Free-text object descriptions
........
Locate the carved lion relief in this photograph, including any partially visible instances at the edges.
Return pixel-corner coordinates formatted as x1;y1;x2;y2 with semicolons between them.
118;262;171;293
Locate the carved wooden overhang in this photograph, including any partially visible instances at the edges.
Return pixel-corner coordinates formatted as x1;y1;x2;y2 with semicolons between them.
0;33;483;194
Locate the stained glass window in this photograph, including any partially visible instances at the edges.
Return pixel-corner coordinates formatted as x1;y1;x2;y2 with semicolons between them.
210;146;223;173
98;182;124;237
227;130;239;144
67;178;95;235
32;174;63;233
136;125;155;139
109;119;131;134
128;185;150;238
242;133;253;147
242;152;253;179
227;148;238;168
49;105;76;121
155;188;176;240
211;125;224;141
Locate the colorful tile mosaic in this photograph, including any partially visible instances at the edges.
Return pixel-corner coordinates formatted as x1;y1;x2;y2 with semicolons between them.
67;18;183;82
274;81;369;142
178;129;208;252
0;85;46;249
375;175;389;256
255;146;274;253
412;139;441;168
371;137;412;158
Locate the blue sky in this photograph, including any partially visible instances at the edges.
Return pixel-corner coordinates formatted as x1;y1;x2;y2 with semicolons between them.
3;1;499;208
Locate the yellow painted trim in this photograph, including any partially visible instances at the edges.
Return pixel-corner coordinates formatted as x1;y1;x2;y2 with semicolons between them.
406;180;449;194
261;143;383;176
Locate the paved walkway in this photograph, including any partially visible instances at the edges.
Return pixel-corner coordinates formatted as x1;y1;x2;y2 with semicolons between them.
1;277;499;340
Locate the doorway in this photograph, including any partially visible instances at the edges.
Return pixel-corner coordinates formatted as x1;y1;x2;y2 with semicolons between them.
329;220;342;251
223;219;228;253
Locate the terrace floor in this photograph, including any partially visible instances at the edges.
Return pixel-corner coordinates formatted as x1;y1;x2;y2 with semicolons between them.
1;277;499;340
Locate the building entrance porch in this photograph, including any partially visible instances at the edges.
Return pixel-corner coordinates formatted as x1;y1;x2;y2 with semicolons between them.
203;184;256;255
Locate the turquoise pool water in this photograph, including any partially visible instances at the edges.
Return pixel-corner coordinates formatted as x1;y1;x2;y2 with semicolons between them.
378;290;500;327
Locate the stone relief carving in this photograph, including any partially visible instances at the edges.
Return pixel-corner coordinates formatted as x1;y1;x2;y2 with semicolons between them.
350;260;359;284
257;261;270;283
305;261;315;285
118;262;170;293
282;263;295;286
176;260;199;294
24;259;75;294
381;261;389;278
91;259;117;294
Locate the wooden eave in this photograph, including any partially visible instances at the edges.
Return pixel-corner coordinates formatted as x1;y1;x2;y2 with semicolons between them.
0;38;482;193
........
• **Aim of the exercise**
The required answer is the complete data, repeated exactly.

• **Solution to this problem**
Locate the carved lion relief in this photograph, including any partially visible instances at the edges.
Return pixel-corner coordinates formatted as x1;y1;x2;y2 with semicolons between them.
118;262;171;293
Locate the carved wooden overhang in this photograph, including any partially visible instances at the edges.
Return pixel-corner coordinates formatted as x1;y1;x2;y2 with semicolons between them.
0;33;483;194
Locate the stained glass window in this photograph, including any partially visible instances at the edges.
Return pixel-corner coordinates formatted as x1;y1;x2;y2 with semicolons between them.
210;146;223;173
98;182;124;237
227;130;239;144
67;178;95;235
32;174;63;233
136;125;155;139
109;119;131;134
128;185;150;238
242;133;253;147
242;152;253;179
227;148;238;168
49;105;76;121
155;188;176;240
211;125;224;141
Locate the colorful tile mosaic in this photograph, including any partially visible instances at the edges.
Return pixel-corner coordinates formatted as x1;y1;x2;y2 with semicolons between them.
67;18;183;82
274;81;369;142
178;129;208;252
0;85;46;249
375;175;389;256
255;146;274;253
412;139;441;168
371;137;412;158
Locate the blue sky in this photograph, including any partially visible instances at the edges.
Return pixel-corner coordinates formatted as x1;y1;x2;y2 with semicolons between them.
3;1;499;208
Locate the yellow painted trim in this photograph, including any partially visible instances at the edges.
Return pixel-corner coordinates formatted as x1;y1;x2;y2 with semicolons between them.
406;180;449;194
261;143;383;176
Locate the paved walkway in this photograph, including any partially visible instances at the edges.
Return pixel-corner coordinates formatted as x1;y1;x2;y2 with semicolons between them.
1;277;499;340
Locate the doorway in this photograph, including any partially visible instances at the edges.
Return pixel-corner coordinates formatted as x1;y1;x2;y2 with semicolons between them.
329;220;342;251
223;219;228;253
Locate the terrace floor in this photograph, including any partially visible instances at the edges.
Return pixel-corner coordinates formatted as x1;y1;x2;y2 with semicolons between them.
1;277;499;340
Locate the building entrance porch in this photograph, including any partially visible instances at the edges.
Return pixel-corner coordinates formatted as x1;y1;x2;y2 with semicolons between them.
203;184;256;255
Locate the turquoise pool water in this photograph, including any partially visible instances at the edges.
Return pixel-corner coordinates formatted as x1;y1;x2;y2 with semicolons between them.
378;290;500;327
Locate the stone relief carving in this photograph, including any partially visible instances at the edges.
Return pixel-corner coordinates formatted as x1;y1;x2;y2 with semicolons between them.
350;260;359;284
257;261;270;283
305;261;315;285
118;262;170;293
282;263;295;286
176;260;199;294
24;259;75;294
381;261;389;278
91;259;117;294
Locate the wooden eave in this photograph, including any partially visible instances at the edges.
Return pixel-corner coordinates formatted as x1;y1;x2;y2 with semicolons between them.
0;38;482;193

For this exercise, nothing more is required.